--- Source material ---
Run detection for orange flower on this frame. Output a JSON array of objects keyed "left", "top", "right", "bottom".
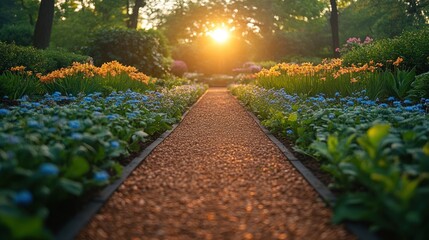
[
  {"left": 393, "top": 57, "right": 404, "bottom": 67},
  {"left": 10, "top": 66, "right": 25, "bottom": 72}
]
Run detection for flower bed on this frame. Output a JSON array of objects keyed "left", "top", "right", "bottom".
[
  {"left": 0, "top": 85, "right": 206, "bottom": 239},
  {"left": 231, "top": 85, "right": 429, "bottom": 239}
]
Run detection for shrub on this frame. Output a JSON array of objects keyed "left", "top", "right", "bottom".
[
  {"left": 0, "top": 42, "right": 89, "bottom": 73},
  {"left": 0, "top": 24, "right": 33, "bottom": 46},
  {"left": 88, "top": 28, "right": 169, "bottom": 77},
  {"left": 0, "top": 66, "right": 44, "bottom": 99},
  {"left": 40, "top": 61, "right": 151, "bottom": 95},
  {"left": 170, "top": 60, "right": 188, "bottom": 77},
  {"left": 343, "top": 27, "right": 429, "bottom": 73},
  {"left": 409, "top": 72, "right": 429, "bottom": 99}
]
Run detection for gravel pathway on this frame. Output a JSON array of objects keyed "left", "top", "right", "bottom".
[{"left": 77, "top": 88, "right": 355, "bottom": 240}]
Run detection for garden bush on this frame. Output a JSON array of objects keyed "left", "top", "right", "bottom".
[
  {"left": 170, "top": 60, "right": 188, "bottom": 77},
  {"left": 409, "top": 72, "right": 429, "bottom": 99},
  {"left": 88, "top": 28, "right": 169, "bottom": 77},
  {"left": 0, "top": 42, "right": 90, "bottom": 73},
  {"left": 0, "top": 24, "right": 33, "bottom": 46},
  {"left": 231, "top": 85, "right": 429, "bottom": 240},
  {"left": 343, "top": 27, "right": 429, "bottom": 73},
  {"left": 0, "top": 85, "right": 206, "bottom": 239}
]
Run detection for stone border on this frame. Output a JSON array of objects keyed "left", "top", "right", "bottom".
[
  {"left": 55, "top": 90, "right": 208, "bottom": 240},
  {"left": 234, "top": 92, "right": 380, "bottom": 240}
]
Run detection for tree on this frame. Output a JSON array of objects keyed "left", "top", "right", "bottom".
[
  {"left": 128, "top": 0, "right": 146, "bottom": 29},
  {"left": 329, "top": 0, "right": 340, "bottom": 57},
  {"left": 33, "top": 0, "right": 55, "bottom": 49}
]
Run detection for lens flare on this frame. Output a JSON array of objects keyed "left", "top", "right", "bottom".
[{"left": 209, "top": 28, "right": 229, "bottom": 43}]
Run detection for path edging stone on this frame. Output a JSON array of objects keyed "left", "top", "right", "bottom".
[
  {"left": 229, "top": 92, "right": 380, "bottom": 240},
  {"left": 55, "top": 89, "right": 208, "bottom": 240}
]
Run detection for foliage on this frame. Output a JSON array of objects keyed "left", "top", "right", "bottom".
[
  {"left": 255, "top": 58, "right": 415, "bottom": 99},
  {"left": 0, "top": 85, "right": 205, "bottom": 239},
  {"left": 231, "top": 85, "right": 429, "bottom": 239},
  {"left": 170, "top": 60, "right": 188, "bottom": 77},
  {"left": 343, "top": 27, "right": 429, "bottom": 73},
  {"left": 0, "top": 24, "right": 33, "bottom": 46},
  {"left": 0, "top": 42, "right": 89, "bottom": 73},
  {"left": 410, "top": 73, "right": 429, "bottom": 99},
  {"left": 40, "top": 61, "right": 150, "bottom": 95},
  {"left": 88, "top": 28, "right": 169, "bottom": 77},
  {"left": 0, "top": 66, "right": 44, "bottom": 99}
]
---
--- Source material ---
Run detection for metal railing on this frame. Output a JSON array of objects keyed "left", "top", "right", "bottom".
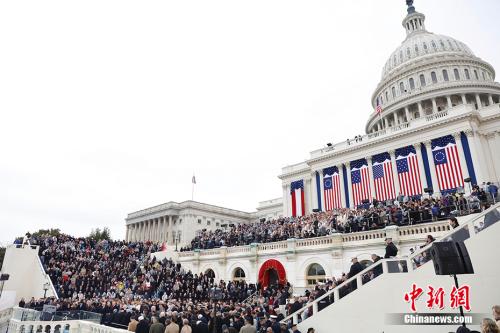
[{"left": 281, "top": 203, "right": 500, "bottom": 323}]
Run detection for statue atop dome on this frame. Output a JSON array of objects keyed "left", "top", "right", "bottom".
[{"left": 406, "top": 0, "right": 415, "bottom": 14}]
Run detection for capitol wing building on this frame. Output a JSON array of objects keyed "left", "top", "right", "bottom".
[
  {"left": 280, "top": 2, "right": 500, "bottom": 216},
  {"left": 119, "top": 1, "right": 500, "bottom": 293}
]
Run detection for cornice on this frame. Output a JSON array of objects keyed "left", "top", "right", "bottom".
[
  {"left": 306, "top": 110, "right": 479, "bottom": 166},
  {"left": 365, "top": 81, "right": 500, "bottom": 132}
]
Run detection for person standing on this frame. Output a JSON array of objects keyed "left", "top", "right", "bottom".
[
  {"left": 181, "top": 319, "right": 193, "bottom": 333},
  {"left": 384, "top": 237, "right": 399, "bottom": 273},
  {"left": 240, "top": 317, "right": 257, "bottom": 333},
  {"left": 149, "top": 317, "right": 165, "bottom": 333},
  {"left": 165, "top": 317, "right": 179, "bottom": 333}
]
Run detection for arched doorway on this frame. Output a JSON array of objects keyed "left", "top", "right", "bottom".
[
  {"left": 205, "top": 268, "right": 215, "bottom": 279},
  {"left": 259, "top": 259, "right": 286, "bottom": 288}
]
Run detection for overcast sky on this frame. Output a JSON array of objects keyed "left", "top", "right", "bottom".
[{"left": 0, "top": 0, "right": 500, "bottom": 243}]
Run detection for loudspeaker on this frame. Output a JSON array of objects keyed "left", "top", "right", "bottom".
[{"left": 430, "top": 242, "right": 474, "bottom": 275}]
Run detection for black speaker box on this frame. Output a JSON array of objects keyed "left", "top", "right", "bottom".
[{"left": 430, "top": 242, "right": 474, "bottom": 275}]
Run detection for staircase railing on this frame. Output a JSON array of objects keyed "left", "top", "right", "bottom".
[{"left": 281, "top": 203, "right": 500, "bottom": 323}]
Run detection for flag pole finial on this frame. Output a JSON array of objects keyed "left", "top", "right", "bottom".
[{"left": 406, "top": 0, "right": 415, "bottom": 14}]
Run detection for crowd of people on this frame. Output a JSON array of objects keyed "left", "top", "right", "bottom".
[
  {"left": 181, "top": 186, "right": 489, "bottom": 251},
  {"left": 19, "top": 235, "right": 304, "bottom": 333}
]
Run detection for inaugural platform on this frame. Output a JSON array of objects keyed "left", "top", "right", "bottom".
---
Reproduce everything in the material above from the line containing "Run detection for flag" down to the line containing "Run detection for inaugural", both included.

Run detection for flag pole finial on this frame. Output a JSON array of objects keyed "left", "top", "right", "bottom".
[{"left": 406, "top": 0, "right": 415, "bottom": 14}]
Run detection for crowd of people on this frame. Output a JSON array of objects keyed "left", "top", "right", "bottom".
[
  {"left": 181, "top": 186, "right": 489, "bottom": 251},
  {"left": 19, "top": 235, "right": 304, "bottom": 333}
]
Run detection for inaugural platform on this frame. Output a JSON array of objects keyed "left", "top", "right", "bottom".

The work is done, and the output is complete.